*SELECTED EXTRACT:*
* * *

Prompt Black Hole Formation in Binary Neutron Star Mergers

TL;DR

This study analyzes the prompt-collapse behavior in binary neutron star mergers through extensive simulations, revealing a universal relation for critical mass and implications for electromagnetic signals.

Contribution

It introduces a quasi-universal relation for the critical mass and a gauge-independent diagnostic for collapse thresholds in BNS mergers.

Findings

Critical mass increases with EOS stiffness.

Universal relation: M_crit / M_TOV ≈ 1.41 ± 0.06.

Collapse threshold impacts electromagnetic counterpart emission.

Abstract

We carry out an in-depth analysis of the prompt-collapse behaviour of binary neutron star (BNS) mergers. To this end, we perform more than $80$ general relativistic BNS merger simulations using a family of realistic Equations of State (EOS) with different stiffness, which feature a first order deconfinement phase transition between hadronic and quark matter. From these simulations we infer the critical binary mass $M_{\rm crit}$ that separates the prompt from the non-prompt collapse regime. We show that the critical mass increases with the stiffness of the EOS and obeys a tight quasi-universal relation, $M_{\rm crit}/M_{\rm TOV}\approx 1.41\pm 0.06$, which links it to the maximum mass $M_{\rm TOV}$ of static neutron stars, and therefore provides a straightforward estimate for the total binary mass beyond which prompt collapse becomes inevitable. In addition, we introduce a novel gauge independent definition for a one-parameter family of threshold masses in terms of curvature invariants of the Riemann tensor which characterizes the development toward a more rapid collapse with increasing binary mass. Using these diagnostics, we find that the amount of matter remaining outside the black hole sharply drops in supercritical mass mergers compared to subcritical ones and is further reduced in mergers where the black hole collapse is induced by the formation of a quark matter core. This implies that $M_{\rm crit}$, particularly for merger remnants featuring quark matter cores, imposes a strict upper limit on the emission of any detectable electromagnetic counterpart in BNS mergers.

* * *

*SUPPLIED DATA:*
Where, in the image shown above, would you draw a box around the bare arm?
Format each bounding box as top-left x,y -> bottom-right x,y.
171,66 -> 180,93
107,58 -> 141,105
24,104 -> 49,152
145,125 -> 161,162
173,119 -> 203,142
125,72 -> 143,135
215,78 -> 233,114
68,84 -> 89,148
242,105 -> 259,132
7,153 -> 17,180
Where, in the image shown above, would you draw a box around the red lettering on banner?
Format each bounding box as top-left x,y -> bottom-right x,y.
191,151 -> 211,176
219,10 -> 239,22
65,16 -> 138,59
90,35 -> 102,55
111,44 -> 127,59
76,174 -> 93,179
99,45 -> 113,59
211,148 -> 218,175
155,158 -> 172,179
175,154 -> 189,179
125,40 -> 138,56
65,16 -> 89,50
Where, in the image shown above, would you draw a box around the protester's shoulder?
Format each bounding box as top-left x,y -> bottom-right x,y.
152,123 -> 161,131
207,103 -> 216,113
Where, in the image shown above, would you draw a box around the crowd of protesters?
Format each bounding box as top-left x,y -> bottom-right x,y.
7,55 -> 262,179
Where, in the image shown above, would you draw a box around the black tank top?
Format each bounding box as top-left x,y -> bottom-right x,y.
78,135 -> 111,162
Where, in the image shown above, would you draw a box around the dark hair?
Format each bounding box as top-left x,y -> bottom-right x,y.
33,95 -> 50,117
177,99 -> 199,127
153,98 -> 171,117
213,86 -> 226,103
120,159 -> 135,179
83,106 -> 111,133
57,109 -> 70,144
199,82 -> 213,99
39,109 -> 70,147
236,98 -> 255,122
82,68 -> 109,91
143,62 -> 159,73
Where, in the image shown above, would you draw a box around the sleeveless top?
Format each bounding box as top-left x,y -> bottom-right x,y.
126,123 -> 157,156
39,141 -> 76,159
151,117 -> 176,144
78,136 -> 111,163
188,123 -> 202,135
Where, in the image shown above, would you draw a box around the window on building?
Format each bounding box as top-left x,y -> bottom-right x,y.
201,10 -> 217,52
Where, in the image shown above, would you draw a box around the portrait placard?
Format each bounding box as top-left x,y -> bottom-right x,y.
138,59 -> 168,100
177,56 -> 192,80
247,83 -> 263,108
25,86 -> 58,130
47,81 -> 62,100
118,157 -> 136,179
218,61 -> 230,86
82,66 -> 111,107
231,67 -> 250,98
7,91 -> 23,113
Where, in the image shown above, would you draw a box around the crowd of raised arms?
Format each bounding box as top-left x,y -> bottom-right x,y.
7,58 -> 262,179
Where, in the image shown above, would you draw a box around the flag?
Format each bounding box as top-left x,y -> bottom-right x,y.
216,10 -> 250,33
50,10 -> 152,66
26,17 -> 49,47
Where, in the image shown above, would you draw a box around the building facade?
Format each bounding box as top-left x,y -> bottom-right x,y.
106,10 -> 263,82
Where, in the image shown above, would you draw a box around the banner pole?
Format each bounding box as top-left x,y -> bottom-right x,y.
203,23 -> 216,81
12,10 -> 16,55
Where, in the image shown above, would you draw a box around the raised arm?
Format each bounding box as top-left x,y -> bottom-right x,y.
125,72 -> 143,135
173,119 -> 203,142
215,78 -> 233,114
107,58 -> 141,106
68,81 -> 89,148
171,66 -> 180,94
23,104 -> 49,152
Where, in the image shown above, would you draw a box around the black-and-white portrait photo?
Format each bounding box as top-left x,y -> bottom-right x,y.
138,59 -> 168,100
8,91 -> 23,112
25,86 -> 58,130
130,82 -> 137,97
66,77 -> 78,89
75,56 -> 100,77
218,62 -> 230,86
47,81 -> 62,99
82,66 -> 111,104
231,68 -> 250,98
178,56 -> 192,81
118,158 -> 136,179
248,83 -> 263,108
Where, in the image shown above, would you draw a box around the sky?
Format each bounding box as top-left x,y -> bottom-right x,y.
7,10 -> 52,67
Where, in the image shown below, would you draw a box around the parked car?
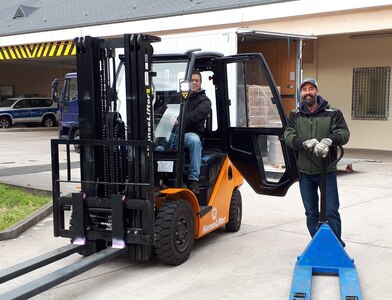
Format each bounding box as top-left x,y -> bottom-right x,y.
0,97 -> 58,128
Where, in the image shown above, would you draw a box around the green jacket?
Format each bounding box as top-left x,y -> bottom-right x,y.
284,96 -> 350,175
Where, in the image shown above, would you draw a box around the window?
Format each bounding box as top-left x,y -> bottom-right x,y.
351,67 -> 391,120
0,85 -> 15,100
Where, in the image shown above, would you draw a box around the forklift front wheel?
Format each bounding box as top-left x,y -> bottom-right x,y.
226,189 -> 242,232
154,200 -> 195,266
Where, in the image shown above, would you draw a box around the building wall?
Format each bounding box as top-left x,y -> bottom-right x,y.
304,35 -> 392,150
0,64 -> 73,97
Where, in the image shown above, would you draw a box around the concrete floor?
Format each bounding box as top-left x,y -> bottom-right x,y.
0,130 -> 392,300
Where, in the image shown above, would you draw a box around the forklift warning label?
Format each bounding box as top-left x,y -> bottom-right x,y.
202,213 -> 226,233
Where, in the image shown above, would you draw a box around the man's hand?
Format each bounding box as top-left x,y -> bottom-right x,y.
170,117 -> 178,125
302,139 -> 319,151
314,138 -> 332,157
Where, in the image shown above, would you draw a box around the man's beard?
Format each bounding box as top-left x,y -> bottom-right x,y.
302,95 -> 317,106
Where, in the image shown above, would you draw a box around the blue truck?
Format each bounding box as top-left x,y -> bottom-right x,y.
52,73 -> 80,152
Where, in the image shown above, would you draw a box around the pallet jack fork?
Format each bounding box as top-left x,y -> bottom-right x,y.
0,244 -> 127,300
289,147 -> 362,300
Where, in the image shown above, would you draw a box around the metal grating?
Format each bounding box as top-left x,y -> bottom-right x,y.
351,67 -> 391,120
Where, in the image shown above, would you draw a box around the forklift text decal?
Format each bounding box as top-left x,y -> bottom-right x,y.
202,207 -> 226,233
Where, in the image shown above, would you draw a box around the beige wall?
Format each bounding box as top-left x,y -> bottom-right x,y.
0,64 -> 72,97
304,35 -> 392,150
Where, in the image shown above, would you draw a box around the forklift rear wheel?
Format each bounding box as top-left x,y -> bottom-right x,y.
154,200 -> 195,266
226,189 -> 242,232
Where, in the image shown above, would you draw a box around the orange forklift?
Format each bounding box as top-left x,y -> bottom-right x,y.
0,34 -> 298,299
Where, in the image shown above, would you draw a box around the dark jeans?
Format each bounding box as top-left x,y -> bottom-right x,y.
299,172 -> 344,246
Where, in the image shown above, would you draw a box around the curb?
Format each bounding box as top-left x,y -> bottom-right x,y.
0,203 -> 53,241
0,183 -> 53,241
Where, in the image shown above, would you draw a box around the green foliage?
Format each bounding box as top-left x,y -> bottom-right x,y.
0,184 -> 51,230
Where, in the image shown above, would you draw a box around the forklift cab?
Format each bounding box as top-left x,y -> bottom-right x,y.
152,50 -> 298,199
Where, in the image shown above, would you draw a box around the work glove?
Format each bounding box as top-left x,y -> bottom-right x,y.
314,138 -> 332,158
302,139 -> 319,151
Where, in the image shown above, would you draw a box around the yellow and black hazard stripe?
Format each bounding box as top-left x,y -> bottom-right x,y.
0,41 -> 76,61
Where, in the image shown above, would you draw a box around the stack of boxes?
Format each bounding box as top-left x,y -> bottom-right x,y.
246,85 -> 284,167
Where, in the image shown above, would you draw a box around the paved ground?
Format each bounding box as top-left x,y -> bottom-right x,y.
0,130 -> 392,300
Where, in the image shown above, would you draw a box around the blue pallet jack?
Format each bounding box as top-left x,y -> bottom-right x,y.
289,147 -> 362,300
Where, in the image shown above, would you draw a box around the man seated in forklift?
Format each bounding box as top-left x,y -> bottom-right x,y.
184,71 -> 211,194
154,70 -> 211,195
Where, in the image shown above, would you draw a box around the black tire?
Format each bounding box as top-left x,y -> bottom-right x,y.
42,115 -> 56,127
0,116 -> 12,128
226,189 -> 242,232
154,200 -> 195,266
73,129 -> 80,153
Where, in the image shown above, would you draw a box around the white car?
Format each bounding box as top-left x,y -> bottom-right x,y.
0,97 -> 58,128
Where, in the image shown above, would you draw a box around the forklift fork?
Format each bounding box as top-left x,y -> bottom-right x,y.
0,244 -> 127,300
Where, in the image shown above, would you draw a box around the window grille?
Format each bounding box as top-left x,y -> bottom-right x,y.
351,67 -> 391,120
0,85 -> 15,100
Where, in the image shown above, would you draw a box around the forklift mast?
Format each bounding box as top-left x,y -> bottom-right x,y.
52,34 -> 159,260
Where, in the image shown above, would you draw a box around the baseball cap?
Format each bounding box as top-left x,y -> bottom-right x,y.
299,78 -> 318,89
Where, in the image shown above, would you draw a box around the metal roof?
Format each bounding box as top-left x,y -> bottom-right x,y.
0,0 -> 295,37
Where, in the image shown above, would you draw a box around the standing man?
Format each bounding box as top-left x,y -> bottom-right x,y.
184,71 -> 211,194
284,78 -> 350,247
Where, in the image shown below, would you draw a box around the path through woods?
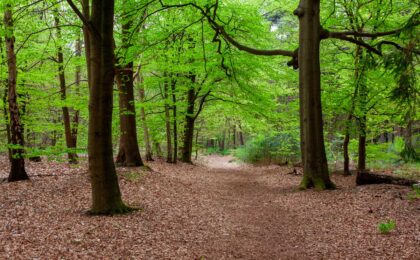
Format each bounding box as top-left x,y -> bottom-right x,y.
0,156 -> 420,259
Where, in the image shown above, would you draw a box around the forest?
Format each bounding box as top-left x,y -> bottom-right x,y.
0,0 -> 420,259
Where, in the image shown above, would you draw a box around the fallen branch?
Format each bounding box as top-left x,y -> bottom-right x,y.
356,172 -> 419,186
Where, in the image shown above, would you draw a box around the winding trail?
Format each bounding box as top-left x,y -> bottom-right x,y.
0,156 -> 420,260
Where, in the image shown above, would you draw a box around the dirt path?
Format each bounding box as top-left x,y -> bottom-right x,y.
0,156 -> 420,259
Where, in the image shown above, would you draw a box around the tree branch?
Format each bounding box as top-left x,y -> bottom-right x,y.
66,0 -> 100,37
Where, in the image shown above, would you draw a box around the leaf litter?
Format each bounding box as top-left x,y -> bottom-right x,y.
0,156 -> 420,259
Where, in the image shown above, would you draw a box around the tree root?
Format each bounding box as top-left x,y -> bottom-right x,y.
356,172 -> 419,186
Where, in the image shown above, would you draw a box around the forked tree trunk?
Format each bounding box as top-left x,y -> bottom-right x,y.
182,86 -> 195,163
139,76 -> 153,161
171,78 -> 178,163
295,0 -> 335,190
4,4 -> 29,182
153,141 -> 163,158
163,78 -> 173,163
116,62 -> 143,167
0,86 -> 12,160
54,10 -> 77,164
85,0 -> 129,214
357,116 -> 366,172
239,123 -> 245,146
71,35 -> 82,148
116,1 -> 143,167
343,117 -> 352,176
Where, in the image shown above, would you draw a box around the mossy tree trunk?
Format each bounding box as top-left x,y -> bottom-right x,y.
4,4 -> 29,182
139,71 -> 153,161
54,9 -> 77,164
294,0 -> 335,190
72,0 -> 130,214
116,0 -> 143,167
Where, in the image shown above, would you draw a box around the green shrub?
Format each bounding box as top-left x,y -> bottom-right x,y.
235,133 -> 300,163
206,147 -> 230,155
407,184 -> 420,200
378,219 -> 397,234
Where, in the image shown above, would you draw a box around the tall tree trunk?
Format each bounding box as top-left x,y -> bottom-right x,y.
239,123 -> 245,146
153,140 -> 163,158
71,32 -> 82,148
163,78 -> 173,163
139,72 -> 153,161
171,78 -> 178,163
356,51 -> 368,176
81,0 -> 92,90
0,86 -> 12,160
182,85 -> 195,163
232,124 -> 236,149
116,62 -> 143,167
343,114 -> 352,176
295,0 -> 335,190
81,0 -> 130,214
4,4 -> 29,182
401,107 -> 419,162
357,116 -> 366,174
117,1 -> 143,167
54,9 -> 77,164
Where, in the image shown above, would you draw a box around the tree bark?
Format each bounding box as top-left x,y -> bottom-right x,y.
163,77 -> 173,163
182,84 -> 195,163
171,78 -> 178,163
294,0 -> 335,190
54,10 -> 77,164
116,1 -> 144,167
139,72 -> 153,161
116,62 -> 143,167
0,85 -> 12,160
81,0 -> 130,214
343,114 -> 352,176
71,32 -> 82,148
4,4 -> 29,182
239,123 -> 245,146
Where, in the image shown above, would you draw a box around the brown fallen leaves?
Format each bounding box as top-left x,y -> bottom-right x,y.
0,156 -> 420,259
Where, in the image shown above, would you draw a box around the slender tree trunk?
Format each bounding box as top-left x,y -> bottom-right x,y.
139,73 -> 153,161
195,124 -> 200,160
4,4 -> 29,182
117,1 -> 143,167
116,62 -> 143,167
85,0 -> 129,214
171,78 -> 178,163
357,52 -> 368,175
232,124 -> 236,149
239,124 -> 245,146
71,35 -> 82,147
54,10 -> 77,164
81,0 -> 92,90
295,0 -> 335,190
0,86 -> 12,160
163,77 -> 173,163
153,141 -> 163,158
182,85 -> 195,163
357,116 -> 366,173
343,118 -> 352,176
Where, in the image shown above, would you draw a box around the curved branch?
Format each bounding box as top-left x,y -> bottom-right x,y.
159,0 -> 294,57
329,22 -> 420,38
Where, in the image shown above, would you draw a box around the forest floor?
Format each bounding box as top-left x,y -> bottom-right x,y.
0,156 -> 420,259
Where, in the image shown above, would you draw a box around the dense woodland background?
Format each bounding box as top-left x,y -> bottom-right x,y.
0,0 -> 420,259
0,0 -> 420,207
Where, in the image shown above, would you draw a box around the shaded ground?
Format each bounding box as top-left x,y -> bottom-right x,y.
0,156 -> 420,259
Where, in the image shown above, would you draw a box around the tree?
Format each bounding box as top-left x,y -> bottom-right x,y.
54,5 -> 77,164
4,3 -> 29,182
67,0 -> 131,214
116,1 -> 143,167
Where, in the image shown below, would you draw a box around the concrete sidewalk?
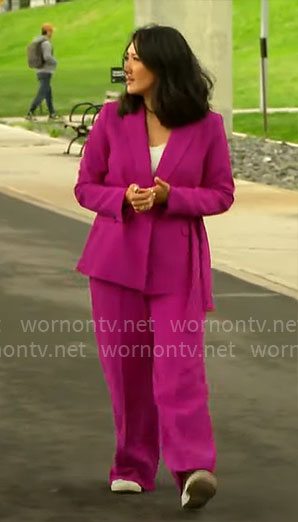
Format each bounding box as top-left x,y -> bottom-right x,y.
0,124 -> 298,298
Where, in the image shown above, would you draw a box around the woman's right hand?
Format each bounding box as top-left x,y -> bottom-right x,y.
124,183 -> 140,205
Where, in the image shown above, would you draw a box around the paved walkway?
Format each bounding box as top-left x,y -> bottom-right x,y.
0,125 -> 298,297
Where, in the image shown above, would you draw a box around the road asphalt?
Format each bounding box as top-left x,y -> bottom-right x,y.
0,192 -> 298,522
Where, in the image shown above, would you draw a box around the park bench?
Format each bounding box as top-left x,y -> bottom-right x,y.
64,91 -> 120,156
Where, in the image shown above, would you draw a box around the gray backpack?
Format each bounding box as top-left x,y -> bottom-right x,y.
27,37 -> 47,69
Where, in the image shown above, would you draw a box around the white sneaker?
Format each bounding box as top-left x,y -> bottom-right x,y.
181,469 -> 217,508
111,479 -> 142,493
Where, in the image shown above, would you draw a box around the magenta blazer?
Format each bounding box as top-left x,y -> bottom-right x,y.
74,101 -> 235,311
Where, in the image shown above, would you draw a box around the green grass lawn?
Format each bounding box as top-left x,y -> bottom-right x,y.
233,113 -> 298,143
0,0 -> 298,141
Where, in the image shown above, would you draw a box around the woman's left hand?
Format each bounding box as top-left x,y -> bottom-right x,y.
131,176 -> 170,212
153,176 -> 170,204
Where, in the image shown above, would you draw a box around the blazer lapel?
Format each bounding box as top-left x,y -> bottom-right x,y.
124,102 -> 154,187
124,106 -> 197,187
155,124 -> 196,181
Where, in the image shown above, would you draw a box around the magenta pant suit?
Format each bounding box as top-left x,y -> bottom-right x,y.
74,101 -> 234,491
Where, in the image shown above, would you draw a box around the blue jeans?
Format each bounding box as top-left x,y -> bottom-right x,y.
30,72 -> 55,114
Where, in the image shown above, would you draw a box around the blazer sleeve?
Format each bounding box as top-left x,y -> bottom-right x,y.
74,103 -> 126,221
165,114 -> 235,217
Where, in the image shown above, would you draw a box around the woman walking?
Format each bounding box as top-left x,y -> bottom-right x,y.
74,25 -> 234,508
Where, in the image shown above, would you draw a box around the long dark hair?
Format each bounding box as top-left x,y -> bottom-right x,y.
118,24 -> 214,128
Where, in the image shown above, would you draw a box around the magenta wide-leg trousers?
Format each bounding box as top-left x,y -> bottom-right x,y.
89,277 -> 216,491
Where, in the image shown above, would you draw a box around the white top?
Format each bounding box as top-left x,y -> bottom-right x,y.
149,143 -> 166,174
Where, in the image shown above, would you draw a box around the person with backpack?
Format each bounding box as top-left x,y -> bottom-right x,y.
25,23 -> 60,120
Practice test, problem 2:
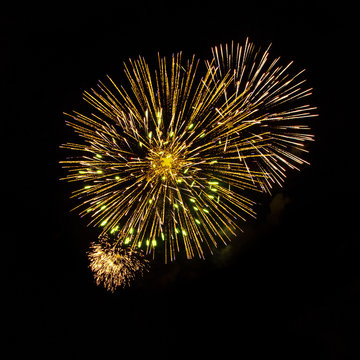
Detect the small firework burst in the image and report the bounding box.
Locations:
[88,236,149,292]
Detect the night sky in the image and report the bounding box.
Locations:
[9,1,360,359]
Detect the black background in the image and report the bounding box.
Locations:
[7,1,360,359]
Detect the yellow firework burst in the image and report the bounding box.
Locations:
[88,236,149,292]
[62,38,314,261]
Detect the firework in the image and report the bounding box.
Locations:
[62,38,313,268]
[207,39,317,191]
[88,236,149,292]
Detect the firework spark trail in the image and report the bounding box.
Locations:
[88,236,149,292]
[62,42,314,272]
[207,39,317,191]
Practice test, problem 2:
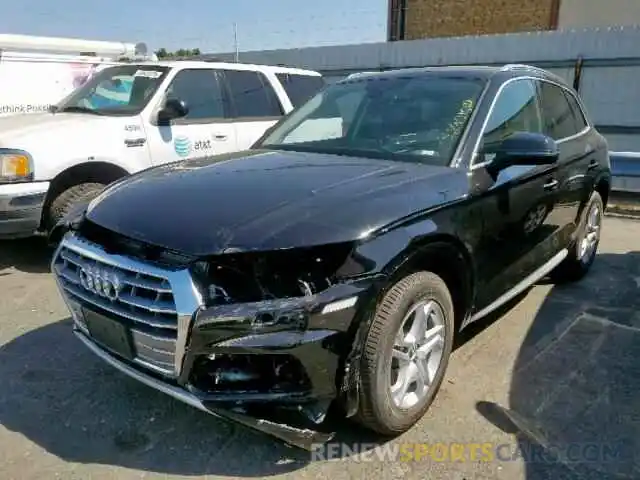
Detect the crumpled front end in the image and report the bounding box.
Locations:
[52,229,374,448]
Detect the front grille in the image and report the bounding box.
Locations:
[52,236,198,376]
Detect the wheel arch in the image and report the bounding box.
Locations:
[385,233,476,328]
[40,160,129,225]
[336,233,476,416]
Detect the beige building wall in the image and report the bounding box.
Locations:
[558,0,640,28]
[405,0,560,40]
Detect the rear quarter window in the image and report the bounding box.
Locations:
[276,73,325,108]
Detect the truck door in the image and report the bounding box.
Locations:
[148,68,238,165]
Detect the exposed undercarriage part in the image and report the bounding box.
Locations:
[191,354,309,395]
[194,244,351,304]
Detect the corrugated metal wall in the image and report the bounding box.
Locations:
[205,26,640,151]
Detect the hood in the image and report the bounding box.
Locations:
[0,113,112,144]
[86,150,467,256]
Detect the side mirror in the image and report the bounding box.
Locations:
[482,132,560,171]
[158,98,189,122]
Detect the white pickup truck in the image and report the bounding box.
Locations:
[0,61,324,238]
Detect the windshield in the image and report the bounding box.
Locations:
[54,65,169,116]
[255,74,485,165]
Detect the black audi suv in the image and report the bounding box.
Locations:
[52,65,611,446]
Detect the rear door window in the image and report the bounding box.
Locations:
[539,81,584,140]
[224,70,283,120]
[276,73,325,108]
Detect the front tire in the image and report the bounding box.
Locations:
[356,272,454,436]
[551,191,604,283]
[45,182,106,232]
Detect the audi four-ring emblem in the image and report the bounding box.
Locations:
[80,267,122,302]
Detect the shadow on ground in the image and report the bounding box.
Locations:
[477,252,640,480]
[0,237,53,276]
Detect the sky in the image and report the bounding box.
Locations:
[0,0,388,53]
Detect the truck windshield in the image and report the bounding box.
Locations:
[54,65,169,116]
[254,73,486,165]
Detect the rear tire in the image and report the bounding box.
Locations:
[46,182,106,232]
[550,191,604,283]
[355,272,454,436]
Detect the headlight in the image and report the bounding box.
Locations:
[0,148,33,183]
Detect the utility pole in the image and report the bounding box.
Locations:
[233,22,240,63]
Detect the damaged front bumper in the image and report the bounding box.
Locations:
[52,232,380,449]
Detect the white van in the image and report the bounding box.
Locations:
[0,34,157,116]
[0,61,324,238]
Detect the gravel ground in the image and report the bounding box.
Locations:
[0,218,640,480]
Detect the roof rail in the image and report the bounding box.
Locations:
[0,34,149,57]
[347,72,380,80]
[500,63,549,74]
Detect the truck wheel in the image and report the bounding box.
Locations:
[356,272,454,435]
[46,182,106,231]
[550,191,604,283]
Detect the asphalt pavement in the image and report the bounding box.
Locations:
[0,218,640,480]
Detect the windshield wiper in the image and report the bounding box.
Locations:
[56,106,102,115]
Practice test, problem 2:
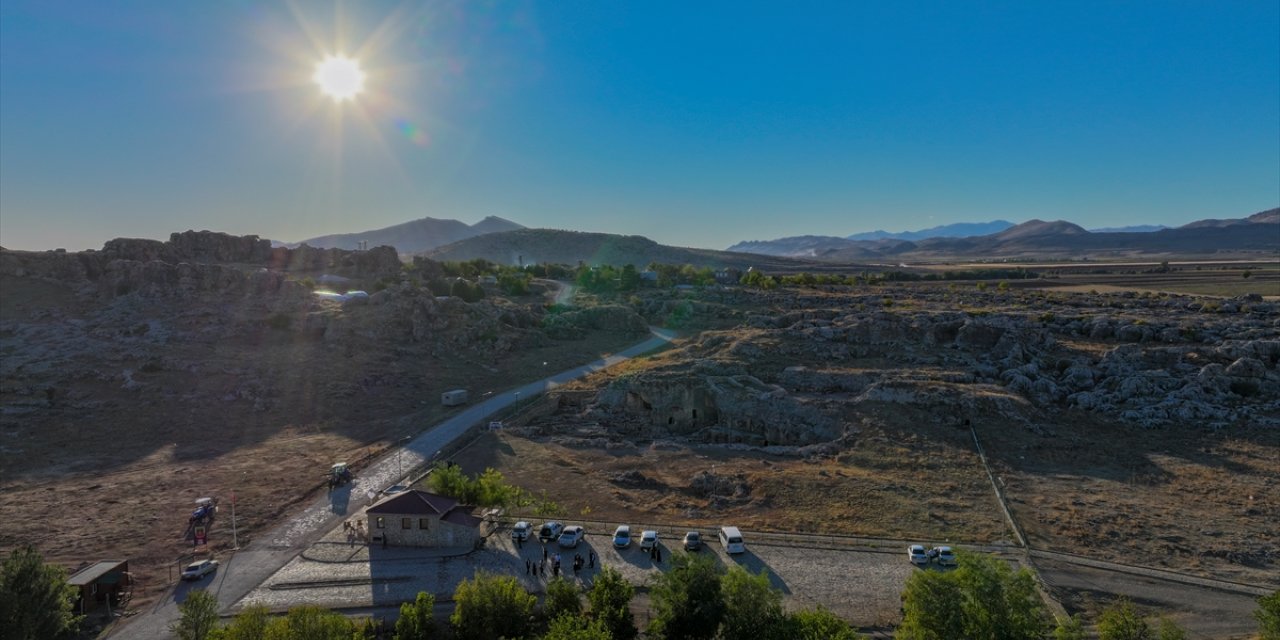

* * *

*ASSIGNED TASK 1:*
How would you rewrite the paragraph of the neutron star merger page that begins "We carry out an in-depth analysis" as a short list that keeps its main facts?
*ASSIGNED TASK 2:*
Do these statements agree with the neutron star merger page? Answer yes or no for each, quoting the deciding words.
(a) The critical mass decreases as the equation of state becomes stiffer.
(b) The new threshold-mass definition is gauge independent and is based on curvature invariants of the Riemann tensor.
(c) Less matter remains outside the black hole when the collapse is induced by the formation of a quark matter core.

*RESPONSE AREA 1:*
- The study analyzes prompt-collapse behavior in binary neutron star (BNS) mergers.
- It uses more than 80 general relativistic merger simulations with a family of realistic equations of state (EOS) of different stiffness. These feature a first-order deconfinement phase transition between hadronic and quark matter.
- From these simulations it infers the critical binary mass M_crit, which separates prompt from non-prompt collapse.
- M_crit increases with EOS stiffness and follows a quasi-universal relation, M_crit/M_TOV ≈ 1.41 ± 0.06. M_TOV is the maximum mass of static neutron stars. This gives an estimate of the total binary mass beyond which prompt collapse is inevitable.
- It introduces a new gauge-independent definition of a one-parameter family of threshold masses, based on curvature invariants of the Riemann tensor.
- Matter left outside the black hole drops sharply in supercritical-mass mergers. It drops further when a quark matter core induces the collapse.
- So M_crit, especially for remnants with quark matter cores, sets a strict upper limit on detectable electromagnetic counterpart emission.

*RESPONSE AREA 2:*
(a) No: "Critical mass increases with EOS stiffness."
(b) Yes: "a novel gauge independent definition for a one-parameter family of threshold masses in terms of curvature invariants of the Riemann tensor"
(c) Yes: "is further reduced in mergers where the black hole collapse is induced by the formation of a quark matter core"